### Available data

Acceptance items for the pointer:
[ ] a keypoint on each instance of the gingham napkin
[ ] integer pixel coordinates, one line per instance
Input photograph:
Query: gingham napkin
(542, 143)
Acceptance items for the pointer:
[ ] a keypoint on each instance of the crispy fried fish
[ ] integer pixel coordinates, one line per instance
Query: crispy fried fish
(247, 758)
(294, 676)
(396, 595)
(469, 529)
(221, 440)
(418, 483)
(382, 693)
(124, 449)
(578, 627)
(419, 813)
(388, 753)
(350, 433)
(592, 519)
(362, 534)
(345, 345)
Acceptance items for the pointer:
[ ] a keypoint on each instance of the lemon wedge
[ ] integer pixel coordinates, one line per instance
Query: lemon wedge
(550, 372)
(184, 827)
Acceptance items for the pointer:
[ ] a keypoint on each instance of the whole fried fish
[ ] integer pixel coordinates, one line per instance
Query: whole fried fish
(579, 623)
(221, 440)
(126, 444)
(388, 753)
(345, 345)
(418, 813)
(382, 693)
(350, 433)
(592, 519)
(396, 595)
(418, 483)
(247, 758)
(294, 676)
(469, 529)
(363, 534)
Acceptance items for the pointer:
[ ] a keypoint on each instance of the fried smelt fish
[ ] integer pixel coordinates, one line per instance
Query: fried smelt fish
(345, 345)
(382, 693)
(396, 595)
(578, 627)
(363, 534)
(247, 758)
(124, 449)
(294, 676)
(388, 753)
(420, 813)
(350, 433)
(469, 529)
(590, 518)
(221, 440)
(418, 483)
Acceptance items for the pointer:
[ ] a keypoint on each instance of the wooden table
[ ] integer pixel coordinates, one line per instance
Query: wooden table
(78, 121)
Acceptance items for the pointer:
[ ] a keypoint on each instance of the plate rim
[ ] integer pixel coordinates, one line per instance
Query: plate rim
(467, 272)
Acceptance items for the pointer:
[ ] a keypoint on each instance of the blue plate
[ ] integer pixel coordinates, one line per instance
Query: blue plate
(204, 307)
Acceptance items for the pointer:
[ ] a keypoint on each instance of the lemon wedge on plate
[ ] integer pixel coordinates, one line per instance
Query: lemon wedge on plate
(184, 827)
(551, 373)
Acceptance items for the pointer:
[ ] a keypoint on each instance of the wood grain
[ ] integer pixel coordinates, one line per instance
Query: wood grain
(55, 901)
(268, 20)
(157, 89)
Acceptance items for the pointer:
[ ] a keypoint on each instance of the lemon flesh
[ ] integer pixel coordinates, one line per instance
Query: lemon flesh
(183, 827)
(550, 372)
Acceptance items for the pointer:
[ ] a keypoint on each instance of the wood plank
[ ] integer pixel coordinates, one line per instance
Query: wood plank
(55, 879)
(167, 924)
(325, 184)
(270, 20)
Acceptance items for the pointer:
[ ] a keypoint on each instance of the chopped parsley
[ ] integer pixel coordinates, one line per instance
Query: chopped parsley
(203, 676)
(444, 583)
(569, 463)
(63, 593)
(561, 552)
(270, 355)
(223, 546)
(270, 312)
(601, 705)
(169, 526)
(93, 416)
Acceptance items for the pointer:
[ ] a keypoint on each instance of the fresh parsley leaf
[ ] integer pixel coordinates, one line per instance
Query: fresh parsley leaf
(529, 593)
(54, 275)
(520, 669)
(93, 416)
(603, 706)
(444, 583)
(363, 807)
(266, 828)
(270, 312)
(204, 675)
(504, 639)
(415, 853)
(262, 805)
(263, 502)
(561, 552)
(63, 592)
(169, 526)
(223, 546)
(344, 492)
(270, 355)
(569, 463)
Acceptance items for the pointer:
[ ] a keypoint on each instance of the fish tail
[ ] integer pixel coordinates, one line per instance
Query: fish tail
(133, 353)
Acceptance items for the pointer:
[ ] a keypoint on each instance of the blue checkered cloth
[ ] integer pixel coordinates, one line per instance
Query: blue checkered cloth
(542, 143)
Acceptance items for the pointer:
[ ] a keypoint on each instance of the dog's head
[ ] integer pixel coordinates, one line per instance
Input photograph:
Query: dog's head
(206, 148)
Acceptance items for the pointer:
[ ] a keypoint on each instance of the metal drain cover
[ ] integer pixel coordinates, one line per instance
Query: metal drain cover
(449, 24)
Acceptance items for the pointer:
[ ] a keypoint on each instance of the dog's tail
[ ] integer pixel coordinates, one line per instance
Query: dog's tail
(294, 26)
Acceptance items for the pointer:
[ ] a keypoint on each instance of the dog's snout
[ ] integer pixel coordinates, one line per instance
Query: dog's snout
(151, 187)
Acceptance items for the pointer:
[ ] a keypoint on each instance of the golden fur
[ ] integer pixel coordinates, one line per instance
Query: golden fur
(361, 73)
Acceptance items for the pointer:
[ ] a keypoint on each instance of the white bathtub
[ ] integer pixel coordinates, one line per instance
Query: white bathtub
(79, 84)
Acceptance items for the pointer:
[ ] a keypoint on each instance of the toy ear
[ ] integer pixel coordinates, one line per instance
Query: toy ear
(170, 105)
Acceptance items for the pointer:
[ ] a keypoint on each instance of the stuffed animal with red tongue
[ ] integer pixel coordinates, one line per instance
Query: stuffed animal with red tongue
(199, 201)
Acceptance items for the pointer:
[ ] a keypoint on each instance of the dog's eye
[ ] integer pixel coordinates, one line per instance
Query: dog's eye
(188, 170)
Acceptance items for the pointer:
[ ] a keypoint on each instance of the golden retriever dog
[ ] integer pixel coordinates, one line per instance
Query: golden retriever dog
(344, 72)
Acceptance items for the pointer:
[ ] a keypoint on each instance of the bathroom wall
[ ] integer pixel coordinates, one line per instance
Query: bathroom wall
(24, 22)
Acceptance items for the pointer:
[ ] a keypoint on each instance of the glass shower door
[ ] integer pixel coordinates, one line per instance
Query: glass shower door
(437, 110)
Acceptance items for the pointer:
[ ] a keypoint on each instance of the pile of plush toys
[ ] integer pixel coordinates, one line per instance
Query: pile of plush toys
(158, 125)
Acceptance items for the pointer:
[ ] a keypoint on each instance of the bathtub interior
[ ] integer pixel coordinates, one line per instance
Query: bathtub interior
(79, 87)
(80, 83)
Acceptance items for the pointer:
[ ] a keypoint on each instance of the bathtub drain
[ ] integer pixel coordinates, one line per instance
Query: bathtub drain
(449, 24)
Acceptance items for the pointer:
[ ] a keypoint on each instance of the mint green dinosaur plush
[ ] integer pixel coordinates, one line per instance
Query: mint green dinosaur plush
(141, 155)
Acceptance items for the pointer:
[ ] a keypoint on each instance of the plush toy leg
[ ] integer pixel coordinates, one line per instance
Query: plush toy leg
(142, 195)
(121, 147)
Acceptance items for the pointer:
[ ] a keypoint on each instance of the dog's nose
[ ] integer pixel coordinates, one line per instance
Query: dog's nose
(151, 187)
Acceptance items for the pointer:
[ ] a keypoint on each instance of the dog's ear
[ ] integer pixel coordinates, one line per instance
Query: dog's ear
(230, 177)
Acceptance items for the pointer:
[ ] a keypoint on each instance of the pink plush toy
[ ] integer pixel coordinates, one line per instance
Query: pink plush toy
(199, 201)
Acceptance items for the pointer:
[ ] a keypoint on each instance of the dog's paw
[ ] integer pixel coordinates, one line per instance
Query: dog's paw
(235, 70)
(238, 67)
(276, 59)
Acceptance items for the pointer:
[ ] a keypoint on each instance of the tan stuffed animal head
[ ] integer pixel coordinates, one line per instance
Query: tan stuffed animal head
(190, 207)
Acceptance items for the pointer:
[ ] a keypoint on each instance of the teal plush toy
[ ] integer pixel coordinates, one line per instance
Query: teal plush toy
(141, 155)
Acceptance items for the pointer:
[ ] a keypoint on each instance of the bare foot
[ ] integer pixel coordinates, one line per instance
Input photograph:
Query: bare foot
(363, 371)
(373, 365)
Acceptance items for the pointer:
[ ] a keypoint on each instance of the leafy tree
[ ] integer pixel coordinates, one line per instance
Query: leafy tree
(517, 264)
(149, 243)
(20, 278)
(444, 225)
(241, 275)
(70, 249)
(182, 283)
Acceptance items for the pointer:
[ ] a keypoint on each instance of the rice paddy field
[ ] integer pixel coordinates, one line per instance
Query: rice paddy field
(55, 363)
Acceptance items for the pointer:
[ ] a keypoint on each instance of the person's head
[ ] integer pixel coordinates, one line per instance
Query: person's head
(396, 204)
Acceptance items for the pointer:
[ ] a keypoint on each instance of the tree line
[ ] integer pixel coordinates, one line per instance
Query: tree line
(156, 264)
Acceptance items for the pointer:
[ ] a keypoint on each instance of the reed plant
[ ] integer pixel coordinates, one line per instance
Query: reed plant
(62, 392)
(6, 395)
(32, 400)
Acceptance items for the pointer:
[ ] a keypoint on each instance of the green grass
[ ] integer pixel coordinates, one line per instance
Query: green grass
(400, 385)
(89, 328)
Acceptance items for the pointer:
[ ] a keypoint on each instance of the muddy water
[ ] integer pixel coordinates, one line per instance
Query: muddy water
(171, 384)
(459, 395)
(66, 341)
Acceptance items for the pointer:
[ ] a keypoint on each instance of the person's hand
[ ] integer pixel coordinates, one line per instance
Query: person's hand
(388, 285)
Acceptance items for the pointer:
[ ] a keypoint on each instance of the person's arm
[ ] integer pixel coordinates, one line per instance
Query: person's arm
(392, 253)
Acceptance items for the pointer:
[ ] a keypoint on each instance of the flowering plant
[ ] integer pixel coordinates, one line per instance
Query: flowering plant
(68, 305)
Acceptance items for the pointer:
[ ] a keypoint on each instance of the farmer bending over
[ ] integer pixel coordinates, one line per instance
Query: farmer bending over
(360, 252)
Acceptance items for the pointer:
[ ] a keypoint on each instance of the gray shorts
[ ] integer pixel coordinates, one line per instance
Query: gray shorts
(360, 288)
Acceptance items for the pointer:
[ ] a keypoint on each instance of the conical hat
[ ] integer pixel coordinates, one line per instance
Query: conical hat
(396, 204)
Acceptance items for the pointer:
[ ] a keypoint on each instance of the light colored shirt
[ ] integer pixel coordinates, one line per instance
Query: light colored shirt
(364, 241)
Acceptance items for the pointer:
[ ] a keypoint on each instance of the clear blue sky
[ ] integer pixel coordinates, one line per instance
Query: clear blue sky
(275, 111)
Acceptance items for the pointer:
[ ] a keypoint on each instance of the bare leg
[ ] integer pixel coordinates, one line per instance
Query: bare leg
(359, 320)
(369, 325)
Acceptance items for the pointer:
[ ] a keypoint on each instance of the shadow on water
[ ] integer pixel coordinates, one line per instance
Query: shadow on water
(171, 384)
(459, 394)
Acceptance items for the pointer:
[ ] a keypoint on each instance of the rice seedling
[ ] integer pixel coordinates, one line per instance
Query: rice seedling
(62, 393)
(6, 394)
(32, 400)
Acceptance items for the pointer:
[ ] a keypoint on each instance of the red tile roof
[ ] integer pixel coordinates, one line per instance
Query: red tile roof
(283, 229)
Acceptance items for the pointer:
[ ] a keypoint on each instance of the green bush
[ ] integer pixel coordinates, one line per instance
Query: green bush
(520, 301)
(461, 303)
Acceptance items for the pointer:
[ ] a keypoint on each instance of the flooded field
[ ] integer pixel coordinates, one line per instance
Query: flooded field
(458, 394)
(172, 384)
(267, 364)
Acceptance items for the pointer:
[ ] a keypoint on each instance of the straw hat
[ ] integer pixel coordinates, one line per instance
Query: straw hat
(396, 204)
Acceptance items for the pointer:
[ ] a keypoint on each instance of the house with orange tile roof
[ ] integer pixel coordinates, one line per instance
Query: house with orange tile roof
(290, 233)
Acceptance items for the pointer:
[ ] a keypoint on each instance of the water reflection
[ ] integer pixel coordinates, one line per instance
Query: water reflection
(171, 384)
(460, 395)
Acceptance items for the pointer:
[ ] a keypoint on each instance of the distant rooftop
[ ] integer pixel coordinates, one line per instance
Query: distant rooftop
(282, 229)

######

Leave out every line above except those from the line with "[ ] a keypoint on each instance of the plush" up to and including the line with "[ ] a keypoint on each instance of the dog's nose", and copy those exactly.

- _Exercise output_:
[ ] a keypoint on each instance of the plush toy leg
[ ] integer pixel coordinates, one line per instance
Query: plush toy leg
(142, 195)
(121, 147)
Acceptance items for the pointer:
[ ] a keypoint on each instance of the dog's nose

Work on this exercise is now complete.